= EXCERTO DA PÁGINA =
◇ ◇ ◇

Tinha deixado a galinha noutro troço da infância, mas talvez lhe tivesse ficado o fantasma. Em vez de chamar estúpida à pessoa por fazer uma pergunta daquelas, fiquei ainda mais séria, a cismar no verbo “ser”, em vez de “estar”, que me traçava todo um destino, e eu que tinha uma galinha para achar e ainda nem sequer gostava de Português.

Vultos diferentes deram eco à mesma pergunta ao longo do tempo, variações poucas. Porque és tão séria, tão triste, porque não vês connosco a novela. Quando perguntavam pelas costas, a malícia tinha um vocabulário mais expressivo, mas sempre a pender para o mesmo lado. Nem eu sabia que era enjoada nem as pessoas que eu tinha uma galinha atravessada na infância. No hard feelings.

Depois, o meu primeiro namorado a sério, que também me achava séria, cancelou o contrato vitalício antes do fim da garantia, porque, dizia, eu tinha um segredo que ele nunca conseguira decifrar. Os mistérios a resolver já eram muitos e agora mais este, que veio juntar-se à galinha lá no topo e me acusava outra vez de males de que eu não sabia sofrer.

◇ ◇ ◇

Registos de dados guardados

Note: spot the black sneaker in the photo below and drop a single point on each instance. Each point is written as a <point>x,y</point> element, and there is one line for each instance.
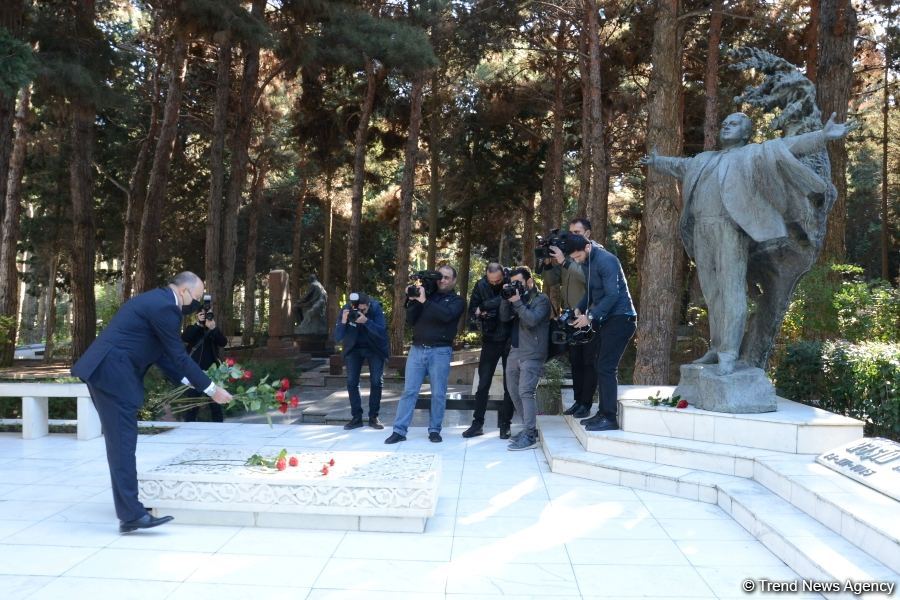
<point>474,431</point>
<point>394,438</point>
<point>354,423</point>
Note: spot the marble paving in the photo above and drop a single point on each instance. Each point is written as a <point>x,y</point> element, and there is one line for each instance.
<point>504,525</point>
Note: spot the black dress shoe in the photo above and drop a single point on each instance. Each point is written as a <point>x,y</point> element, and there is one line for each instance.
<point>354,423</point>
<point>145,522</point>
<point>603,424</point>
<point>581,412</point>
<point>473,431</point>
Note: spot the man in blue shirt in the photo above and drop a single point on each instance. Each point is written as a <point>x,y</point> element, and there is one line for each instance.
<point>607,306</point>
<point>365,339</point>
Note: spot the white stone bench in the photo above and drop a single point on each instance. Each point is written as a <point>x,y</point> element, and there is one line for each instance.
<point>363,491</point>
<point>35,411</point>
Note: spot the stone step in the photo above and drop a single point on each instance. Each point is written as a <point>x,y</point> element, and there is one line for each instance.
<point>794,427</point>
<point>806,545</point>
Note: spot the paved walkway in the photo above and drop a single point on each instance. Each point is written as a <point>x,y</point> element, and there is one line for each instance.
<point>505,526</point>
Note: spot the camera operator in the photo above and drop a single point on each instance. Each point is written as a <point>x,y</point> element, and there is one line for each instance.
<point>203,340</point>
<point>434,317</point>
<point>562,271</point>
<point>529,338</point>
<point>607,305</point>
<point>362,329</point>
<point>484,312</point>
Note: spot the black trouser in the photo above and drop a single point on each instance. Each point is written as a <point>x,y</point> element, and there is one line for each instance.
<point>614,335</point>
<point>582,358</point>
<point>217,413</point>
<point>491,352</point>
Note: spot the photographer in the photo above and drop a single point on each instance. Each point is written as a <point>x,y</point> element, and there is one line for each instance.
<point>484,314</point>
<point>434,316</point>
<point>203,340</point>
<point>530,337</point>
<point>362,329</point>
<point>562,271</point>
<point>607,305</point>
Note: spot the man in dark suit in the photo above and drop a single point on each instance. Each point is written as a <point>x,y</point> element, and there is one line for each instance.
<point>362,329</point>
<point>146,330</point>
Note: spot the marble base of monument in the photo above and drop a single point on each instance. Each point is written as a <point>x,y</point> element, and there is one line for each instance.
<point>745,391</point>
<point>362,491</point>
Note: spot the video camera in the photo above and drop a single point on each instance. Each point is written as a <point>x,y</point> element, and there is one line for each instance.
<point>567,333</point>
<point>425,279</point>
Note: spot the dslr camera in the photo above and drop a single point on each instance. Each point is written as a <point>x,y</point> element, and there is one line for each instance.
<point>423,279</point>
<point>567,333</point>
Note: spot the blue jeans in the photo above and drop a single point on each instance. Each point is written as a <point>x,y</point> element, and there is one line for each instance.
<point>434,362</point>
<point>354,360</point>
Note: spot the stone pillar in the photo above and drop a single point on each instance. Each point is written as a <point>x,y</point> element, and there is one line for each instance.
<point>279,307</point>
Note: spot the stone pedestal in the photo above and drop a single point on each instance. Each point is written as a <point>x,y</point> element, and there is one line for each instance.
<point>747,390</point>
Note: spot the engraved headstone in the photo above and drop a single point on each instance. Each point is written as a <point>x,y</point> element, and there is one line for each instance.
<point>874,462</point>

◇ ◇ ◇

= O PROBLEMA =
Indique se cada afirmação abaixo está de acordo com o excerto acima. Responda sim ou não e cite as palavras do excerto que decidem cada caso.
1. Quem narra já gostava de Português quando lhe fizeram a pergunta.
2. O primeiro namorado a sério também achava séria a pessoa que narra.
3. As pessoas sabiam da galinha atravessada na infância de quem narra.

= RESULTADO DO EXERCÍCIO =
1. Não: «e eu que tinha uma galinha para achar e ainda nem sequer gostava de Português».
2. Sim: «o meu primeiro namorado a sério, que também me achava séria».
3. Não: «Nem eu sabia que era enjoada nem as pessoas que eu tinha uma galinha atravessada na infância».